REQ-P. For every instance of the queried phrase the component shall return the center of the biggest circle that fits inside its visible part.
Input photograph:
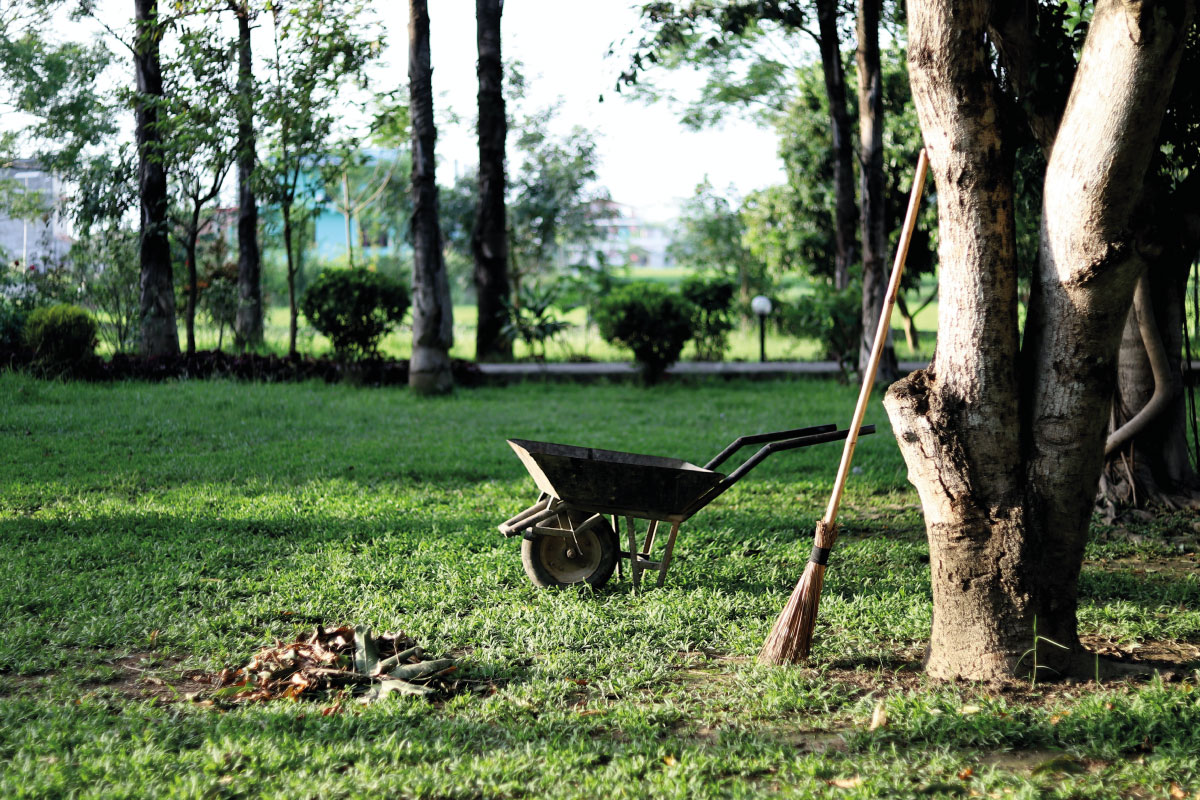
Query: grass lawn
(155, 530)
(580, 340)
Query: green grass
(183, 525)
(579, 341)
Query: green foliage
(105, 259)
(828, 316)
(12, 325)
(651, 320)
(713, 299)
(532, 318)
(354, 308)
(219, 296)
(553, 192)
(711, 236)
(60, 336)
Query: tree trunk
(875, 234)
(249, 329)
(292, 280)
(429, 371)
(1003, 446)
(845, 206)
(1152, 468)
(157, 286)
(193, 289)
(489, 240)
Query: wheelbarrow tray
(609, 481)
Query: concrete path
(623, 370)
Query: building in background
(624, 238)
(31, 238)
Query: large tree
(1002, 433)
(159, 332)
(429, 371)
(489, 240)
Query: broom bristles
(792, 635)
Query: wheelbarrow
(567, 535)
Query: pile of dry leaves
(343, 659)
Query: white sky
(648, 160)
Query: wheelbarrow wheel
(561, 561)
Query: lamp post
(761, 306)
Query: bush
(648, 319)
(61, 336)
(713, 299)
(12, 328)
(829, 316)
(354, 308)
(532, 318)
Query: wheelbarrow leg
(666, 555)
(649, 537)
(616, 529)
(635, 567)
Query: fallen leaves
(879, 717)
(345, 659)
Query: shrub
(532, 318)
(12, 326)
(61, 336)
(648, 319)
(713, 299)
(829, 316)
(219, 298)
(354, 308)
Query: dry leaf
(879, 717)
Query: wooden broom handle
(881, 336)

● ● ● ● ● ● ●

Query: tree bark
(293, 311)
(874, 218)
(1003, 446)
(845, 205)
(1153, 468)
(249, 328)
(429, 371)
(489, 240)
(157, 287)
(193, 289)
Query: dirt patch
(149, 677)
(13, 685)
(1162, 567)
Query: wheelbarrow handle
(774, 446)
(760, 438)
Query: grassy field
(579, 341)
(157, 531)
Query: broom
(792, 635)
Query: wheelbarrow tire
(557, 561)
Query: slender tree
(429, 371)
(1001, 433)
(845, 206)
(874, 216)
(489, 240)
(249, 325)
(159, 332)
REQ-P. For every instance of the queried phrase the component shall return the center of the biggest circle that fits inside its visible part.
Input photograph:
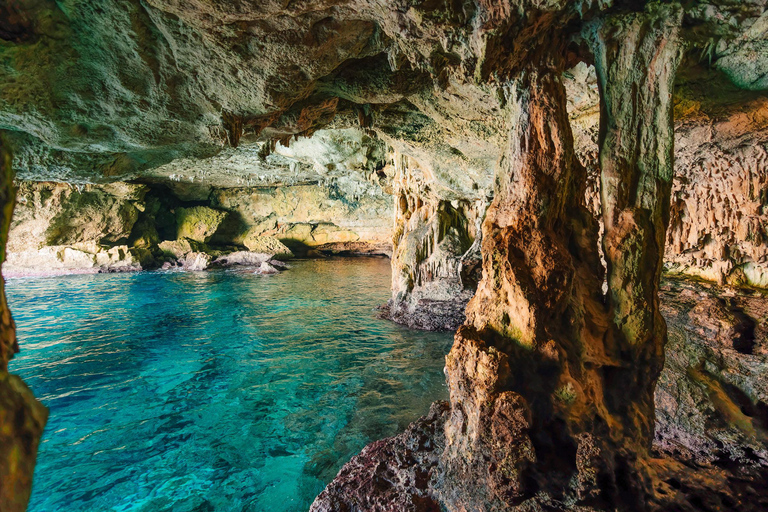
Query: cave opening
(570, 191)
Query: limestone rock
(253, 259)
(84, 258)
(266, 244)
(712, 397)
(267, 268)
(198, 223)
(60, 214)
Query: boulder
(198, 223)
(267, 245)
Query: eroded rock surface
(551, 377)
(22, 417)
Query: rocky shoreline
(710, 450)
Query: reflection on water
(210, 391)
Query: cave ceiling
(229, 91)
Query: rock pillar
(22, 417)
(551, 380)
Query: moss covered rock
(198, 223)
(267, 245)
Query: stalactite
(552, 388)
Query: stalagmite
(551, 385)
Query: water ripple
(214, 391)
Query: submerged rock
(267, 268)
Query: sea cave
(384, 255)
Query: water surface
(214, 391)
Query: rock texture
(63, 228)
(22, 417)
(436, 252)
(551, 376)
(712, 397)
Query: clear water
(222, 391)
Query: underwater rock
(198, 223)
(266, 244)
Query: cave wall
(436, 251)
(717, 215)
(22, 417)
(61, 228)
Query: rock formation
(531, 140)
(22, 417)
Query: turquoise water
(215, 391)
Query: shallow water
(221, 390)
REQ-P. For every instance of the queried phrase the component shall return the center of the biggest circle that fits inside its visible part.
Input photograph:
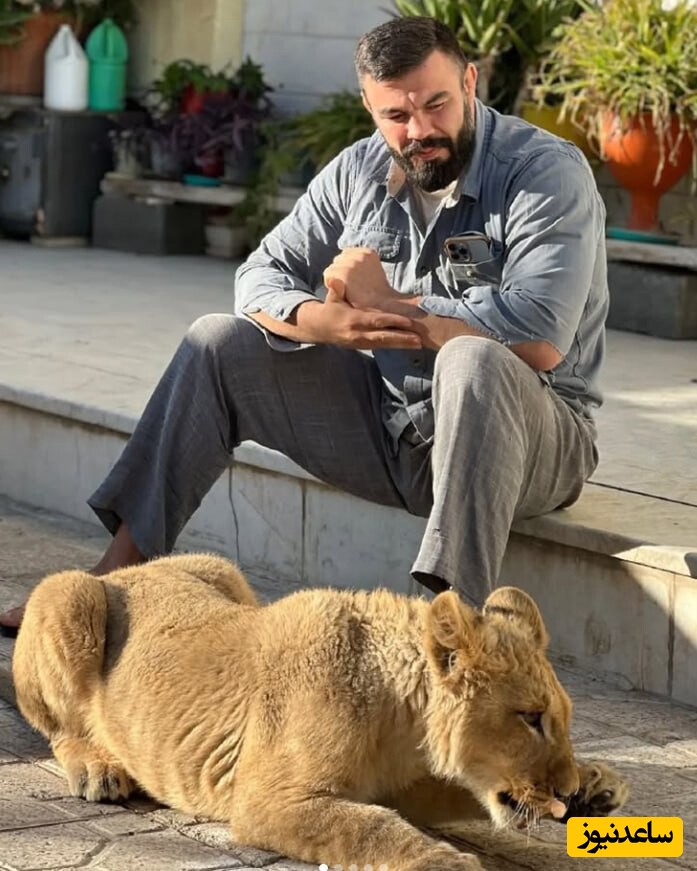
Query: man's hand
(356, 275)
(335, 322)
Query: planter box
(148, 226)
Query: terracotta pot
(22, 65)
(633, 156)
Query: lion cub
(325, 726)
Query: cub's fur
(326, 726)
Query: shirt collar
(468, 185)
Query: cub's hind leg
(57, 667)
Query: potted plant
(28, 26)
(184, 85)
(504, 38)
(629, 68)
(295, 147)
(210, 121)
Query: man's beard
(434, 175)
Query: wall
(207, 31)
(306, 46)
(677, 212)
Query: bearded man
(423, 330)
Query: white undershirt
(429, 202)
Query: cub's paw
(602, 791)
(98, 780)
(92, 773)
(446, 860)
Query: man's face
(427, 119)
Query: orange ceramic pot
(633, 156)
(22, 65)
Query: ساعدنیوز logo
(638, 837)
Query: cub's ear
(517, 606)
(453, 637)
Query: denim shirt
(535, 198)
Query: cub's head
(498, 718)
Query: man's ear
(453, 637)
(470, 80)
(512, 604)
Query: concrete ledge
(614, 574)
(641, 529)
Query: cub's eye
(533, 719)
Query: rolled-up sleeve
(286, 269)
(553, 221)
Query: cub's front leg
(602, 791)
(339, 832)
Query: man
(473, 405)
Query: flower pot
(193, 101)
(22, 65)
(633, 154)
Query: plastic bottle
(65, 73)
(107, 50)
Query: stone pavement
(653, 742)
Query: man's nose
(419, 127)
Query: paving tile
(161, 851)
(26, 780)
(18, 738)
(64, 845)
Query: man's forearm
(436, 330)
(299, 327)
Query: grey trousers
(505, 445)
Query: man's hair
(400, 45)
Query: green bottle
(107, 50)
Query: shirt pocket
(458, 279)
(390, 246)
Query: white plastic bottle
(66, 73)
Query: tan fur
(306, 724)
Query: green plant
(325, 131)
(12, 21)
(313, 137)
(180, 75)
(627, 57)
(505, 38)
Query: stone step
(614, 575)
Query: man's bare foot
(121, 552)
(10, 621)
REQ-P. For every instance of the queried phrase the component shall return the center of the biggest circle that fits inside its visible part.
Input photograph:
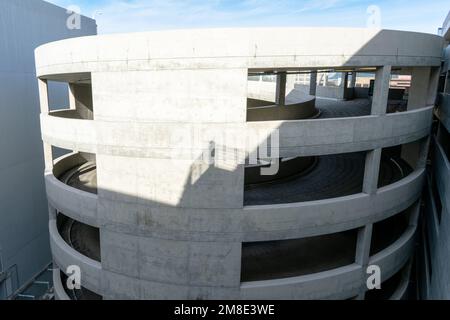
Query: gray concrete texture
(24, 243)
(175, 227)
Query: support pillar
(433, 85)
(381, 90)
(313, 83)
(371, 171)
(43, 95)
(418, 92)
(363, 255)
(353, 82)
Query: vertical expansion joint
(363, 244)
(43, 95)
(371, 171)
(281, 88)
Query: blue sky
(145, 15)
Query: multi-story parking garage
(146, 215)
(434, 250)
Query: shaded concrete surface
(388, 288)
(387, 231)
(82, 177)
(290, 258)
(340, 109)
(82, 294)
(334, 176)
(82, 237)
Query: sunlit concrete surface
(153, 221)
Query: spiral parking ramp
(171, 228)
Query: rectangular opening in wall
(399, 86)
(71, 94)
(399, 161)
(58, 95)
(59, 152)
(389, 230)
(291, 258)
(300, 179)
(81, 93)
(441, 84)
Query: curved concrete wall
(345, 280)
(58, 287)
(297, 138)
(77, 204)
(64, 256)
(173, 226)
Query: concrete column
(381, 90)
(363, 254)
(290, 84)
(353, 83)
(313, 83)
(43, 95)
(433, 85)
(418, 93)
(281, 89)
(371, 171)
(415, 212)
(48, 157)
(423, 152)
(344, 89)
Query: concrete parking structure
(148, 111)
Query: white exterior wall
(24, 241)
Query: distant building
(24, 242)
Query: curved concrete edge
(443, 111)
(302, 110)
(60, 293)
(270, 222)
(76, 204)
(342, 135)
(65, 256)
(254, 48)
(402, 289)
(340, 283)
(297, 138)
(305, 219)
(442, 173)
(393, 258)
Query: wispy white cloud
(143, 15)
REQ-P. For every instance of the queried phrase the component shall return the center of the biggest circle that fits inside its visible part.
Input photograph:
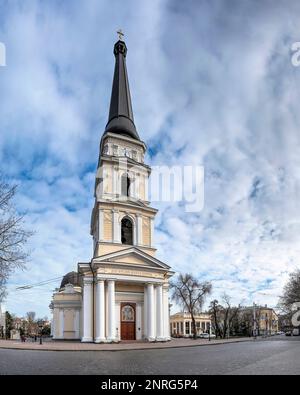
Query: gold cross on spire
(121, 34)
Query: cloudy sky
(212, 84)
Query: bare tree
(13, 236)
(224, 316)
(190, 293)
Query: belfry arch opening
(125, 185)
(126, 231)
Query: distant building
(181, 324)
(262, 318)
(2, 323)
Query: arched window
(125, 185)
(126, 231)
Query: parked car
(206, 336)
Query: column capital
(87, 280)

● ● ● ● ● ● ●

* PROBLEM DESCRIPTION:
Copy every line of the records above that contains the string "bottle". Matching is case-sensitive.

* SOLUTION TO THIS TASK:
Query: plastic bottle
Query: green bottle
Query: white plastic bottle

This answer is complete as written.